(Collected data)
-- BEGIN --
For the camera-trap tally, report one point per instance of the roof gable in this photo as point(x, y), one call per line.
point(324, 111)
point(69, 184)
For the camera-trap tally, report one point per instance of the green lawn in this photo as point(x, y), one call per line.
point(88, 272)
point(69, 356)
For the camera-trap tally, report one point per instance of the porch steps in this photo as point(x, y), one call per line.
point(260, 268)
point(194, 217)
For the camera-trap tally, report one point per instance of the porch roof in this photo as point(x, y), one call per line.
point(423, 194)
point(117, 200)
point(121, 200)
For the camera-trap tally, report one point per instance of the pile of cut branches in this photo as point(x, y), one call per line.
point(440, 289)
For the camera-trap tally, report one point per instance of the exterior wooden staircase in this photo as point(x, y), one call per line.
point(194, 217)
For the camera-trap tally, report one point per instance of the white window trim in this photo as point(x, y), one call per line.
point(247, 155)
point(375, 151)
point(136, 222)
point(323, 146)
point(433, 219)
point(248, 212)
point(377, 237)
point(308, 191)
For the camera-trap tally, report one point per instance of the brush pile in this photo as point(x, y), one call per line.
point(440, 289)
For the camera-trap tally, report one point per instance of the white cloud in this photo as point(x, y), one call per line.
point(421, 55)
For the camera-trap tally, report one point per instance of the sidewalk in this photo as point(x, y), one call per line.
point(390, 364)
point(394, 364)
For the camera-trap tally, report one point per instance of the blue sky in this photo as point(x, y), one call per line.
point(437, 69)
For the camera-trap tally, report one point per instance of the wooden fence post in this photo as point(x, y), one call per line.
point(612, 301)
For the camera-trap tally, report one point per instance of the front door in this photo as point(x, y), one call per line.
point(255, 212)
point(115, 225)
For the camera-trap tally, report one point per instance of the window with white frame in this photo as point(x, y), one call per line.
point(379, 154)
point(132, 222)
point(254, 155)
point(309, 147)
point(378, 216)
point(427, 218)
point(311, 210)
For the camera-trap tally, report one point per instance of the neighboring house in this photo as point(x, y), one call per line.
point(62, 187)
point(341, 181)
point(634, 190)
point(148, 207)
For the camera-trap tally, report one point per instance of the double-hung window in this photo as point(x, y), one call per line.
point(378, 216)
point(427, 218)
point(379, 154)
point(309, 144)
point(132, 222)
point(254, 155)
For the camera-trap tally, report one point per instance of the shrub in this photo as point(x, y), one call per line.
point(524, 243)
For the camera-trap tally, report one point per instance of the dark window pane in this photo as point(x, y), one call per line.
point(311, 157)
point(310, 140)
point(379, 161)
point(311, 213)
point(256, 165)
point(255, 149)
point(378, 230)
-- END --
What is asked: Output every one of these rows exactly as it appears, with no changes.

Complete response:
For the camera-trap tally, report one point per instance of the roof gable in this photo as point(x, y), one call per line.
point(324, 111)
point(69, 184)
For the camera-trap tally, report one point per instance of the green lawn in this photo as point(x, y), one call per line.
point(88, 272)
point(69, 356)
For the camera-trap tally, report one point per instance of the porch steps in this photo as point(x, y), one call per line.
point(260, 268)
point(194, 217)
For the camera-trap tally, report one point per instance of the porch roof in this photo as point(x, y), one call per line.
point(423, 194)
point(117, 200)
point(121, 200)
For the camera-trap tally, report one point per instance of the pile of cut branches in this photo as point(x, y), one call per line.
point(440, 289)
For the camera-trap tally, report one point per instance of the exterior wooden staircase in this photo as point(x, y), one call per line.
point(194, 217)
For the camera-trap tally, report one point per instance of the white window trim in this photo as point(x, y), one call per line.
point(247, 155)
point(375, 151)
point(136, 222)
point(323, 146)
point(433, 219)
point(248, 212)
point(377, 237)
point(308, 191)
For the camera-trap tally, report one point per instance of the brush pile in this photo as point(x, y), one call per line.
point(440, 289)
For the camera-trap tally, report one point per instance of the white cloud in this photo as point(x, y), one call per line.
point(421, 55)
For the camera-trap tally, report one point per instance of the sidewalk in this photo as point(x, y), one call per line.
point(390, 364)
point(394, 364)
For the camera-trap tally, report one point per instance of the blue sky in this photo as point(x, y), one call per line.
point(437, 69)
For the camera-trap tally, report one point per instance of the wooden fence post in this photo as point(x, y), one call per line.
point(612, 301)
For the camera-trap tally, report one point per instance of the front door in this photo as point(x, y), one call per line.
point(255, 212)
point(115, 225)
For the camera-trap tally, report one point per instance of the window with white frame in this photo as point(x, y), one call per line.
point(379, 154)
point(132, 222)
point(254, 155)
point(309, 147)
point(378, 216)
point(427, 218)
point(311, 210)
For the camera-trap tally, report one point per instance of the neighboring house in this photo as point(x, y), one call per line.
point(62, 187)
point(341, 181)
point(634, 190)
point(148, 207)
For the camera-trap tally, report one point per instance of the double-hung window in this photo as point(x, y), one call per line.
point(378, 216)
point(427, 218)
point(379, 154)
point(309, 144)
point(132, 222)
point(254, 155)
For the camera-trap tally, report one point per instance of the shrub in this photo as point(x, y), one call per line.
point(524, 243)
For the camera-trap tally, report one point per instance of the dark window pane in this photo as point(x, y), one call per line.
point(311, 157)
point(310, 140)
point(379, 161)
point(311, 213)
point(256, 165)
point(255, 149)
point(378, 230)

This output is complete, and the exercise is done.